▶ Records for the task
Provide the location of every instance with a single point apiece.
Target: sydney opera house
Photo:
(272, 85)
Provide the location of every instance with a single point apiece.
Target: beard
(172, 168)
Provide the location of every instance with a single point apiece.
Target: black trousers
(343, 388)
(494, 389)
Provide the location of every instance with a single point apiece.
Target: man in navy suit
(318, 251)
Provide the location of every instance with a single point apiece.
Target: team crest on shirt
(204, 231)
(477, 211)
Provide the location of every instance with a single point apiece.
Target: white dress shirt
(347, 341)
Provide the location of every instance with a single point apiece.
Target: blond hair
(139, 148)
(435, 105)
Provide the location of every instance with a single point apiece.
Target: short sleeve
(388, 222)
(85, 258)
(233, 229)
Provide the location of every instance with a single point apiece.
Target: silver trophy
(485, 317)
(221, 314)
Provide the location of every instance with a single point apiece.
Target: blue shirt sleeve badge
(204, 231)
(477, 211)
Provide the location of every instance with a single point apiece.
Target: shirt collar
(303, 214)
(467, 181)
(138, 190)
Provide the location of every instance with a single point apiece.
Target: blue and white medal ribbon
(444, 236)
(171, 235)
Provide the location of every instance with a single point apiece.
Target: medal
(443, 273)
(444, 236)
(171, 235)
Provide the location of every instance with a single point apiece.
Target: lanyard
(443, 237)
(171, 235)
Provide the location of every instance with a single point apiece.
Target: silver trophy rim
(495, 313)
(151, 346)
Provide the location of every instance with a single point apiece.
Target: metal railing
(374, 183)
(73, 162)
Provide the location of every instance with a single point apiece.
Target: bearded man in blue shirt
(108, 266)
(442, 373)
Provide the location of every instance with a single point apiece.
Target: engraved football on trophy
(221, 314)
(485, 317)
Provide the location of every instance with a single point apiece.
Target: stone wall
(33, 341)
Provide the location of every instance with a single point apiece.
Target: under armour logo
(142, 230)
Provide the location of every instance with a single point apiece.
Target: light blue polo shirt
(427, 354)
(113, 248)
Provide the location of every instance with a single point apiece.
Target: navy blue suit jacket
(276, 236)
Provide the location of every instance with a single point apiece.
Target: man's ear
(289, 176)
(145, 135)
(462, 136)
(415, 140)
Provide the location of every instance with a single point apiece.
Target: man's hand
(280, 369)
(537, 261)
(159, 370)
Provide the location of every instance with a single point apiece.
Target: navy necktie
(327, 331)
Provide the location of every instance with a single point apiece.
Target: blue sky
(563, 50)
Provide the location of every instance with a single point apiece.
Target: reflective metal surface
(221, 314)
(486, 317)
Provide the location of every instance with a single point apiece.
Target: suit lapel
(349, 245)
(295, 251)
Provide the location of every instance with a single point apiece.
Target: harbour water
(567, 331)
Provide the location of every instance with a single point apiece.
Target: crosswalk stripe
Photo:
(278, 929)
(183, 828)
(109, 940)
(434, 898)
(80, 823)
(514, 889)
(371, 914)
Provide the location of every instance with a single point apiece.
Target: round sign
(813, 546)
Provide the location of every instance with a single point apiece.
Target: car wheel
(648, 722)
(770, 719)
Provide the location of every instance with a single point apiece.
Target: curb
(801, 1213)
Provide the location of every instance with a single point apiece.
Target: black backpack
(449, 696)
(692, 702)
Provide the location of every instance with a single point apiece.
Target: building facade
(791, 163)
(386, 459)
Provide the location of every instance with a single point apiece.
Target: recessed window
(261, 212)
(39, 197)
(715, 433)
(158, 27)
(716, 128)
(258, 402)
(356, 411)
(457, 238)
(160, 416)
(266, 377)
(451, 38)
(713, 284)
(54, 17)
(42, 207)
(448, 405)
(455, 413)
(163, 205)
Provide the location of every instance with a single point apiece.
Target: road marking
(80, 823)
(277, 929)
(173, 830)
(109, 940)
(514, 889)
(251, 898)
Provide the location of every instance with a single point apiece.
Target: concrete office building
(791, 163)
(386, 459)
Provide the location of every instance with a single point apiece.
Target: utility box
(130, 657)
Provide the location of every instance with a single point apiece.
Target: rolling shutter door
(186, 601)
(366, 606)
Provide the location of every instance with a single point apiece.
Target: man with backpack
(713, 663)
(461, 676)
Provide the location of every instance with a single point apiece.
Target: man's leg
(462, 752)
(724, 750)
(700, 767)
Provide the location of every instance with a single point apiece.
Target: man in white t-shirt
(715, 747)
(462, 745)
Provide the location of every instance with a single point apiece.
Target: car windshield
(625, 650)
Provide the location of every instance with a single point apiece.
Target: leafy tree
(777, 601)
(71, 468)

▶ What the task asks
Quote the entire listing above exactly.

▶ Solution for this task
Provide the location of every instance with a single point apiece.
Target: sydney opera house
Photo:
(272, 85)
Provide the location of every instance with a single point apiece.
Target: beard
(172, 168)
Provide the location of every instance with a single point apiece.
Target: black trousers
(343, 388)
(494, 389)
Provide the location of every instance with a single point apiece.
Target: man in navy suit
(318, 251)
Provide the location of every instance with a single point apiece.
Target: team crest on shirt
(204, 231)
(477, 211)
Provide the location of every instance with a single point apiece.
Target: white dress shirt
(347, 341)
Provide the location of every instance with a single point apiece.
Target: blond hair
(139, 148)
(435, 105)
Provide the location of every instance with a single point apiece.
Target: short sleeve
(388, 222)
(85, 258)
(233, 229)
Provide the location of every instance with a single point apiece.
Target: silver trophy
(485, 317)
(221, 314)
Provide the location of every instance with a single point apiece.
Target: blue shirt sleeve badge
(204, 231)
(477, 211)
Provide the location of every instance with a single point apiece.
Target: shirt collar
(303, 214)
(467, 181)
(138, 190)
Provide the location of every instance with a single point apiece.
Target: blue and white medal ribbon
(444, 236)
(171, 235)
Provide the location of every instance with a single point apiece.
Target: medal
(443, 273)
(444, 236)
(171, 235)
Provide the location of every instance with a single point apiece.
Target: lanyard
(443, 237)
(171, 235)
Provide the location of every instance with a single point apiece.
Target: silver trophy rim
(495, 313)
(151, 346)
Provide the location of every instance with a single point apiece.
Target: metal railing
(374, 183)
(73, 162)
Provide the location of every instance with a single point apiece.
Target: bearded man in blue shirt
(108, 266)
(442, 373)
Provide the location of every instance with a single point apiece.
Target: engraved football on trophy
(221, 314)
(485, 317)
Provide the location of every instance with a single point apiece.
Target: stone wall
(33, 341)
Provide the location of every instance with a single point apiece.
Target: under armour logo
(142, 230)
Provide the location of every instance with a single point apiece.
Target: light blue polo shirt
(427, 354)
(113, 248)
Provide the location of every instance with a single point apiece.
Target: navy blue suit jacket
(276, 236)
Provide the location of every instance with a single point apiece.
Target: man's ear
(289, 176)
(145, 135)
(462, 136)
(415, 140)
Provide the location of every instance with a single point apiece.
Target: man's hand
(280, 369)
(537, 261)
(159, 370)
Provide the location of every instance with a single point apiece.
Target: navy necktie
(327, 331)
Provide the location of every instance with a single point apiece.
Target: blue sky
(563, 50)
Provide the location of every instance with a single point apiece.
Target: reflective metal surface
(221, 314)
(486, 317)
Provide the location of every instance with a single point apiece.
Target: suit lapel
(349, 245)
(295, 251)
Provide the location of every instance with a single point apiece.
Target: harbour water
(567, 331)
Provide the location of every instance with a single point apiece.
Target: crosswalk stripe
Photo:
(278, 929)
(183, 828)
(109, 940)
(434, 898)
(80, 823)
(514, 889)
(371, 914)
Provide the location of every instance with a single point apiece.
Target: round sign
(813, 546)
Provide the location of every instance with a single point apiece.
Target: car wheel
(648, 722)
(770, 719)
Provide the location of every instance with a single point apiece.
Target: curb
(801, 1213)
Provide the location of every instance with a single point apiece.
Target: black backpack
(449, 696)
(692, 702)
Provide the location of every instance with a single point apiece.
Target: building facade
(791, 163)
(386, 459)
Provide the location of every instance with a single point apiece.
Target: recessed window
(261, 212)
(39, 197)
(715, 433)
(158, 27)
(716, 128)
(258, 402)
(356, 411)
(457, 238)
(160, 416)
(266, 377)
(451, 38)
(713, 284)
(54, 17)
(42, 207)
(448, 405)
(455, 413)
(163, 205)
Provide the location of every instance with a single point apiece.
Target: road marking
(80, 823)
(277, 929)
(173, 830)
(109, 940)
(514, 889)
(251, 898)
Provide the location of every instance with a single point apiece.
Target: concrete office building
(791, 163)
(386, 459)
Provide the location of every instance with a single point apiece.
Target: utility box
(130, 657)
Provide the location of every instance with a single point apiece.
Target: rolling shutter door
(186, 601)
(366, 606)
Provide the location of every instance with a single point apiece.
Target: man with backpack
(713, 663)
(461, 676)
Provide the location of every instance with a single point apiece.
Target: man's leg
(462, 752)
(724, 750)
(700, 767)
Provide the location of every instance with a single point apiece.
Target: man in white t-shirt
(715, 747)
(462, 745)
Provide the location of every instance with a single point apiece.
Target: car windshield
(625, 650)
Provide the location of every instance with a single point apiece.
Target: leafy tree
(777, 601)
(71, 468)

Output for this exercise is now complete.